Nel 1988 Giovanni Paolo II ha concesso l'indulto, ma molti vescovi non accolgono ancora l'invito del Santo Padre a concedere generosamente, ai fedeli che ne fanno richiesta, la messa tridentina. Chi ha la grazia di potere assistere alla messa antica è spesso mal tollerato o guardato con sospetto. Perché disprezzare il rito antico, quando la massima autorità della Chiesa ne elogia i contenuti? Oltre alla smania di novità, lo spirito dei tempi prevede anche un colpo di spugna sul passato della Chiesa cattolica?
Editta Pirone Vittorio Veneto (Treviso)
Gentile Signora, forse allertata dall'articolo di Andrea Tornielli, la Curia è corsa ai ripari e la lettera del Papa è stata finalmente pubblicata, nel Bollettino della Santa sede, il 17 scorso. Vale a dire un mese dopo essere stata letta ai membri della Congregazione per il culto divino. Ritardo sospetto, tenendo conto che sia il Bollettino sia "L'Osservatore Romano" danno sollecito riscontro di ogni iniziativa papale.

**Richiesta assegnata 1**
Individua nei record qui sotto ogni riga che contiene la parola "trunk" e ricopiala, distinguendo tra maiuscole e minuscole.

Estratti di un dataset di etichettatura con punti:

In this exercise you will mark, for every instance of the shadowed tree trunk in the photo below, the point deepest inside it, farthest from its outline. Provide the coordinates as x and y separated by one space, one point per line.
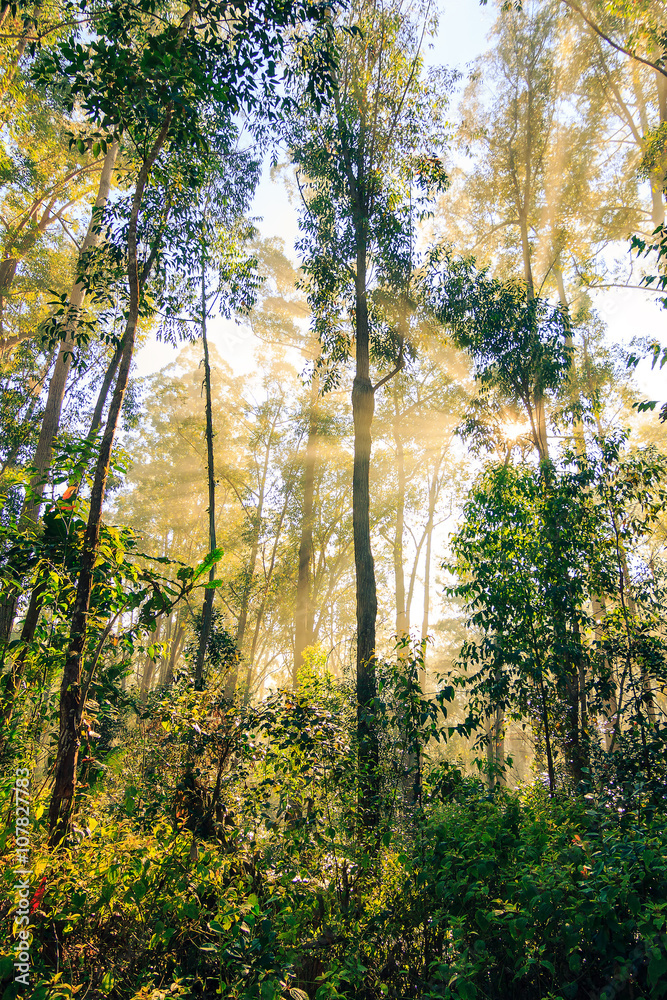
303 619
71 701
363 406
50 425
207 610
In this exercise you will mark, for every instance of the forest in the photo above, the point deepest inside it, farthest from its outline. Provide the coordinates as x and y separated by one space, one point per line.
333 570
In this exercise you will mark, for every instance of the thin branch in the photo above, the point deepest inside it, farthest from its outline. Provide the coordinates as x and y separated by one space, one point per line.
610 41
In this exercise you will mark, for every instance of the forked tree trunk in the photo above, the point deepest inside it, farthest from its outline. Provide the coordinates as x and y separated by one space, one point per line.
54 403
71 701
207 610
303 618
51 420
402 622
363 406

**Richiesta assegnata 2**
Riassumi per favore in due frasi il testo sulla messa tridentina riportato sopra.

**Soluzione scritta 1**
In this exercise you will mark, for every instance of the shadowed tree trunk in the photo below, the point deepest inside it, farthest from its outline. Provide the coordinates as x and y separated by one space, one point per line.
In this exercise you will mark, for every instance of the forked tree trunk in the photo above, the point deepest inside it, farthest from its outline. Provide the coordinates as x and y separated by one space, one point per line.

**Soluzione scritta 2**
Editta Pirone lamenta che, nonostante l'indulto concesso da Giovanni Paolo II nel 1988, molti vescovi non accolgono ancora l'invito a concedere la messa tridentina ai fedeli che la chiedono, e che chi vi assiste è spesso mal tollerato o guardato con sospetto. La risposta osserva che la lettera del Papa è stata finalmente pubblicata nel Bollettino della Santa sede il 17, un mese dopo essere stata letta ai membri della Congregazione per il culto divino, e giudica sospetto questo ritardo, dato che sia il Bollettino sia "L'Osservatore Romano" danno sollecito riscontro di ogni iniziativa papale.